▸ **Prompt**
Rewrite the material below with "dot" changed to "point" everywhere it occurs, leaving everything else untouched.

Object position labeling entries
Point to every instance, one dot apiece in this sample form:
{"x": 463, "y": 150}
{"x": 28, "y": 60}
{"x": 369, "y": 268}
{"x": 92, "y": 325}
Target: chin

▸ **Complete output**
Point to every instance, one point apiece in this sample form:
{"x": 463, "y": 150}
{"x": 28, "y": 60}
{"x": 369, "y": 268}
{"x": 92, "y": 325}
Target: chin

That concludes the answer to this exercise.